═══ EXTRAIT À LIRE

Inscription funéraire à caractère
obituaire. Dalle funéraire. Pierre,
calcaire blanc. Elle provenait des ruines de l'ancienne abbaye (on ignore
la localisation originale précise). Pierre découverte en remploi dans un mur coupé par la tranchée
du doublement du gazoduc Ingrandes-Châtellerault en octobre 1996, entre
l’espace fouillé et l’enclos abritant l’ancienne église Notre-Dame de
Pouthumé. Inscription gravée sur un bloc de calcaire blanc
semi-lithographique, d’origine régionale. La pierre formait à l’origine
une stèle dont le rebord supérieur était orné de trois croix (il n’en
subsiste plus qu’une et demie). Dans son état actuel, il manque à cette
stèle une grande moitié droite. Le champ épigraphique, qui se développe
sur la partie verticale, est surmonté de deux croix, la troisième étant
gravée dans l’inscription elle-même, au centre des deux dernières
lignes. Le champ épigraphique couvre la plus grande partie du fragment
conservé. On remarque une réglure simple qui enserre le texte dans un
cadre régulier. Inscription partielle ; état de conservation : moyen.

══════

(CONSIGNE ÉCRITE A)
Répondez aux questions suivantes d'après la notice sur la dalle funéraire.
(i) Dans quel matériau la pierre est-elle taillée ?
(ii) En quel mois et en quelle année la pierre a-t-elle été découverte ?
(iii) Combien de croix ornaient à l'origine le rebord supérieur de la stèle ?

═══ DONNÉES FOURNIES

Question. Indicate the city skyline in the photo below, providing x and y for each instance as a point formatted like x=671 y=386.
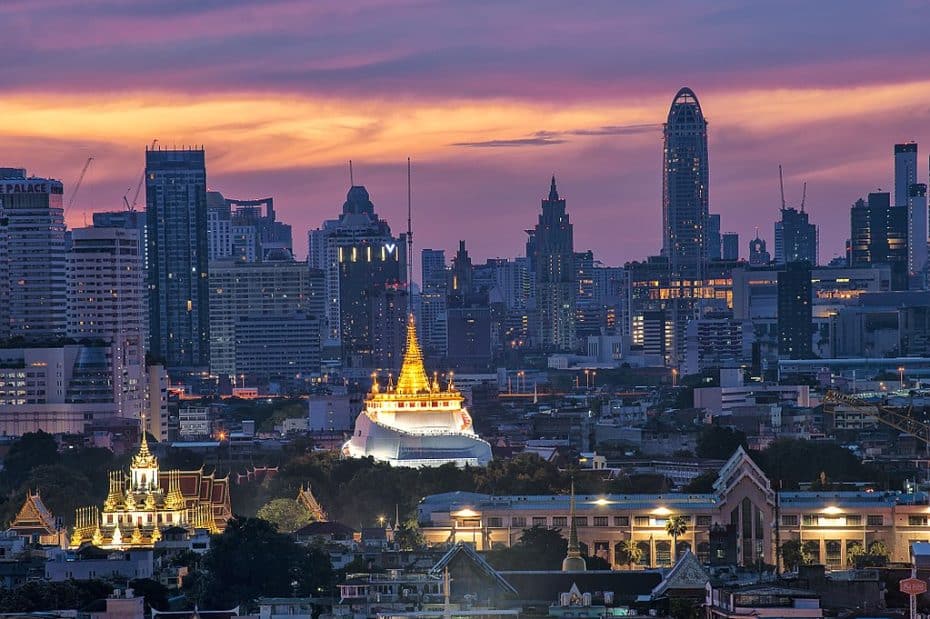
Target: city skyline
x=557 y=96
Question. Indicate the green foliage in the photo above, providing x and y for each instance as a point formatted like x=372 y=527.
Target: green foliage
x=251 y=559
x=629 y=553
x=38 y=596
x=286 y=514
x=702 y=484
x=539 y=548
x=794 y=461
x=719 y=442
x=793 y=554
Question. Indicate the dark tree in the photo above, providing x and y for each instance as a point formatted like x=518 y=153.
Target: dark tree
x=719 y=442
x=251 y=559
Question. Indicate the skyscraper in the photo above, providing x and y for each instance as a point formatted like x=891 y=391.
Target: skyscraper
x=905 y=171
x=795 y=237
x=730 y=246
x=33 y=288
x=357 y=250
x=713 y=236
x=684 y=186
x=758 y=256
x=433 y=316
x=555 y=273
x=878 y=235
x=795 y=311
x=107 y=301
x=176 y=220
x=917 y=228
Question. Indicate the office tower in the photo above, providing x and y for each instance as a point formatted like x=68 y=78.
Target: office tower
x=265 y=319
x=176 y=220
x=758 y=256
x=795 y=237
x=555 y=274
x=795 y=311
x=107 y=301
x=917 y=228
x=358 y=244
x=433 y=321
x=730 y=244
x=33 y=295
x=878 y=235
x=713 y=236
x=905 y=171
x=245 y=229
x=684 y=186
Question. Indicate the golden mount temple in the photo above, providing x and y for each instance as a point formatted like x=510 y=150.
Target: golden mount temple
x=416 y=422
x=139 y=507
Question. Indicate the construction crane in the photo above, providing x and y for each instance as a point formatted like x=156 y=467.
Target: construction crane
x=131 y=206
x=77 y=185
x=901 y=421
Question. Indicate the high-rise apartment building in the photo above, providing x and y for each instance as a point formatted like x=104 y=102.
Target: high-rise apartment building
x=33 y=295
x=905 y=171
x=795 y=311
x=730 y=246
x=107 y=301
x=685 y=185
x=713 y=236
x=176 y=220
x=878 y=235
x=265 y=320
x=796 y=238
x=360 y=259
x=555 y=274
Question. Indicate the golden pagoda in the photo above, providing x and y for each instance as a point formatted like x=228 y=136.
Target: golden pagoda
x=139 y=506
x=416 y=422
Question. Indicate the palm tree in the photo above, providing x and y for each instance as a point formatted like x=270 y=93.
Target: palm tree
x=630 y=553
x=676 y=526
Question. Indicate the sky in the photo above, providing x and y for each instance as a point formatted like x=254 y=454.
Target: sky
x=489 y=98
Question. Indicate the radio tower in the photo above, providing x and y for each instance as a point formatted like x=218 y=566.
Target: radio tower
x=409 y=233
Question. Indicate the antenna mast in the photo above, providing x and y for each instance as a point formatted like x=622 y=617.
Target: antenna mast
x=781 y=184
x=409 y=231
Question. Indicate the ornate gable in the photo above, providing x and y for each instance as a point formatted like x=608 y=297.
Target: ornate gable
x=738 y=468
x=687 y=575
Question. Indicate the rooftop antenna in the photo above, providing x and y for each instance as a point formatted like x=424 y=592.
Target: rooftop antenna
x=781 y=184
x=409 y=231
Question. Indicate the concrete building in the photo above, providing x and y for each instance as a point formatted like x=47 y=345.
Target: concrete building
x=555 y=274
x=107 y=301
x=735 y=523
x=685 y=186
x=176 y=210
x=32 y=256
x=265 y=319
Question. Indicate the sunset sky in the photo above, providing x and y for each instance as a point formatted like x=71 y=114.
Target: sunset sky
x=489 y=98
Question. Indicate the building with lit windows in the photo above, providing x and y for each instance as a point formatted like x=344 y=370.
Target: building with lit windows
x=735 y=523
x=138 y=508
x=416 y=422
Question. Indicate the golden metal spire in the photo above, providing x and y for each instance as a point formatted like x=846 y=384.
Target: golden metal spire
x=413 y=378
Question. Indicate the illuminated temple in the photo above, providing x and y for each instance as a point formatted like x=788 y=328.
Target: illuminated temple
x=139 y=507
x=416 y=422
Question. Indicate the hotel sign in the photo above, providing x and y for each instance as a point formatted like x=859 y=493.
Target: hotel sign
x=30 y=185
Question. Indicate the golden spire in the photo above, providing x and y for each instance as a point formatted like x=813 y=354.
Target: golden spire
x=413 y=378
x=144 y=459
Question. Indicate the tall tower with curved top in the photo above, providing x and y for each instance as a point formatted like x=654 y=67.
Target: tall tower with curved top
x=684 y=186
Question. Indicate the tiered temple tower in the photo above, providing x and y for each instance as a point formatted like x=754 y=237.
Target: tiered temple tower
x=139 y=507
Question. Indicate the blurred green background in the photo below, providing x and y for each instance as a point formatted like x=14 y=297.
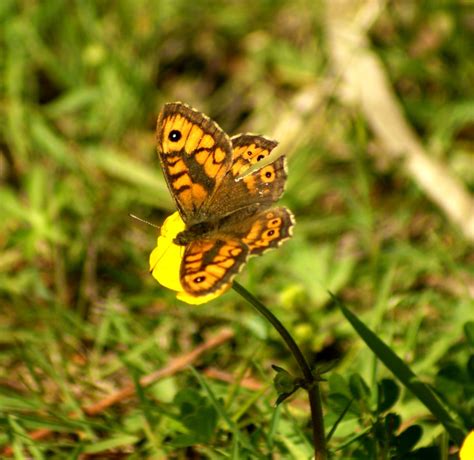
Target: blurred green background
x=81 y=85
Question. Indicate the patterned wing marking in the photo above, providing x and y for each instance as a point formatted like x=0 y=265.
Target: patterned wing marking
x=210 y=265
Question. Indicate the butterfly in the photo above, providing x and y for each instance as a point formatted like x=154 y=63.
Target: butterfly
x=223 y=199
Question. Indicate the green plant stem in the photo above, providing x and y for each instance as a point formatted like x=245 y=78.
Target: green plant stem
x=311 y=384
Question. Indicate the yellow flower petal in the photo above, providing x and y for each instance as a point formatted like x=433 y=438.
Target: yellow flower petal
x=165 y=259
x=467 y=449
x=165 y=262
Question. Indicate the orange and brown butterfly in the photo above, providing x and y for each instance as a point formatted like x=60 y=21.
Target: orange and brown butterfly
x=223 y=198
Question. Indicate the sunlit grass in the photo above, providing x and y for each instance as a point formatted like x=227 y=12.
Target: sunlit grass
x=80 y=315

══════

(CONSIGNE ÉCRITE B) Sélectionnez et recopiez chaque ligne des entrées ci-dessus qui contient la chaîne « below ».

(CORRIGÉ A)
(i) En calcaire blanc.
(ii) En octobre 1996.
(iii) Trois croix.

(CORRIGÉ B)
Question. Indicate the city skyline in the photo below, providing x and y for each instance as a point formatted like x=671 y=386.
Question. Indicate the blurred green background in the photo below, providing x and y for each instance as a point formatted like x=14 y=297.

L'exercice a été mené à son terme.